Reproduce the line that contains "Can you locate the antenna" and every line after it through the end of the records, exactly, with nothing added.

- - - - -

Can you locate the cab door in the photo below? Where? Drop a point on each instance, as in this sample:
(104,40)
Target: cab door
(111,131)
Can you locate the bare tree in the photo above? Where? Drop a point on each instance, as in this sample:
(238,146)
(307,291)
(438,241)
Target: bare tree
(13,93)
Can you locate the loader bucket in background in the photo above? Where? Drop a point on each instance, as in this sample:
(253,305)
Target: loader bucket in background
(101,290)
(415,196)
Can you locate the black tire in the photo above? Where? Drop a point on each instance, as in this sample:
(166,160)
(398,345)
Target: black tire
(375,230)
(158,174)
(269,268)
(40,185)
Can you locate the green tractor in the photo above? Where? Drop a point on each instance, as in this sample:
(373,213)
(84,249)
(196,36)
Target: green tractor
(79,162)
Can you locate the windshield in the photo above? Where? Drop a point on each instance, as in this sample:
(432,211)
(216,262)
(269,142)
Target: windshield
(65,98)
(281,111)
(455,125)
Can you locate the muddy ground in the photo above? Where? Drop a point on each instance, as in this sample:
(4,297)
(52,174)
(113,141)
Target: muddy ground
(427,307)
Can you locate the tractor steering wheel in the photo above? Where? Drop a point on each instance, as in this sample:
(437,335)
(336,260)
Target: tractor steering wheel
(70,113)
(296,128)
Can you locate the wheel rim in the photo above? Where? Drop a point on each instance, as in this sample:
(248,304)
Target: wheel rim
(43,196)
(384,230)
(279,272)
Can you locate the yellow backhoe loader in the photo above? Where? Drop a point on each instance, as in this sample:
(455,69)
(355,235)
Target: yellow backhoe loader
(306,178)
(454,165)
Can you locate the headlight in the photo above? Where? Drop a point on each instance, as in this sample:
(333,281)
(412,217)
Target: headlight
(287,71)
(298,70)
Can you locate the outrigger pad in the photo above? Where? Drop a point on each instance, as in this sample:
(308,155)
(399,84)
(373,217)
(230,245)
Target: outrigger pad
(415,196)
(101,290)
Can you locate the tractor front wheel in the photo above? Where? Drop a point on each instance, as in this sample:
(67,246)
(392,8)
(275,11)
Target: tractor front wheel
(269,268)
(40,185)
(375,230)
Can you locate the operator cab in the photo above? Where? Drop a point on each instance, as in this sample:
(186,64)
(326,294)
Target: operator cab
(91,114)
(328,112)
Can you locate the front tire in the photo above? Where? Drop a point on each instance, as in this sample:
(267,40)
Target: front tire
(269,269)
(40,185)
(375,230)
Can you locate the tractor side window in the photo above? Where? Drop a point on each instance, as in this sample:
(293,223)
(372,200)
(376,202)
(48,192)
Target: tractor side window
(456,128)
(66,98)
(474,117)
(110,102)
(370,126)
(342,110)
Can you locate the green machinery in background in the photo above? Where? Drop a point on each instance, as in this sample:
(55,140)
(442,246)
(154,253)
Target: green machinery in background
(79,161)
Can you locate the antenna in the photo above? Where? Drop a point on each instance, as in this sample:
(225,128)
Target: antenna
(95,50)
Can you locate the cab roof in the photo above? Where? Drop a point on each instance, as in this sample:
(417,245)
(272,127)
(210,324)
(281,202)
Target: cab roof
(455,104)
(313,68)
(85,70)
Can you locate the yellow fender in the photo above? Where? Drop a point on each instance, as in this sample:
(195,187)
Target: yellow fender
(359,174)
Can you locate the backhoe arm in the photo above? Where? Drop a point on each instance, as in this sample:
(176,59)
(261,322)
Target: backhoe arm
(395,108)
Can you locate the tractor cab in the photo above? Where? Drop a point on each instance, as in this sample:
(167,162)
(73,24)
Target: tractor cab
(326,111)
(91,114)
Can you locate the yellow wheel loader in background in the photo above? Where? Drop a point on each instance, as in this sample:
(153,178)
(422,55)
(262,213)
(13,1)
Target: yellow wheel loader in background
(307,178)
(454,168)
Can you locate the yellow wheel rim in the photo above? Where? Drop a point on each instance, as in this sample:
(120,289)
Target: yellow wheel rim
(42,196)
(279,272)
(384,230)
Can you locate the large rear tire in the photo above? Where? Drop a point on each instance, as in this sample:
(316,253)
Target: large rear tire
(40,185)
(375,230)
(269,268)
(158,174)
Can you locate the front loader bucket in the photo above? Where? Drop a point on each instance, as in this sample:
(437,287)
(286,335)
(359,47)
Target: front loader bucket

- - - - -

Output of the exercise -
Can you locate the antenna in the photo above? Where? Drop a point on each instance, as in this sample:
(225,128)
Target: antenna
(95,50)
Can you locate the cab roof in the photo above? Where? Drop a point on each instance, as in this sample:
(417,245)
(272,127)
(210,324)
(281,202)
Target: cab roof
(455,104)
(313,68)
(85,70)
Can you locate the yellow fender in the photo above? Where? Drop a point on each instance, as in this sample:
(195,187)
Target: yellow fender
(359,174)
Can you locate the backhoe arm in the photo above? Where? Drop a point on each instance, as in this sample:
(176,59)
(261,322)
Target: backhoe arm
(395,108)
Can you locate the tractor cab in the photo above? Where? Drop a point on each instance, as in this sample:
(167,162)
(73,24)
Target: tractor cab
(326,111)
(91,114)
Can you locate the yellow wheel loader in background in the photo above? Where? Drop a point on each instance, as in this sample:
(153,178)
(422,55)
(262,213)
(13,1)
Target: yellow wheel loader in background
(307,178)
(454,168)
Can you locate the yellow wheel rim in the photo above? Where? Drop a point on each instance, as in this sample:
(120,289)
Target: yellow wheel rim
(42,196)
(279,272)
(384,230)
Can you locate the large rear tire in the photo above? Where? Drop a point on each instance, as in this sample:
(316,253)
Target: large rear tire
(40,185)
(375,230)
(269,268)
(158,174)
Can you locate the front loader bucket in the photo above? Where? Drop a point on each instance, as in this sample:
(437,287)
(286,335)
(359,47)
Target: front loader bucket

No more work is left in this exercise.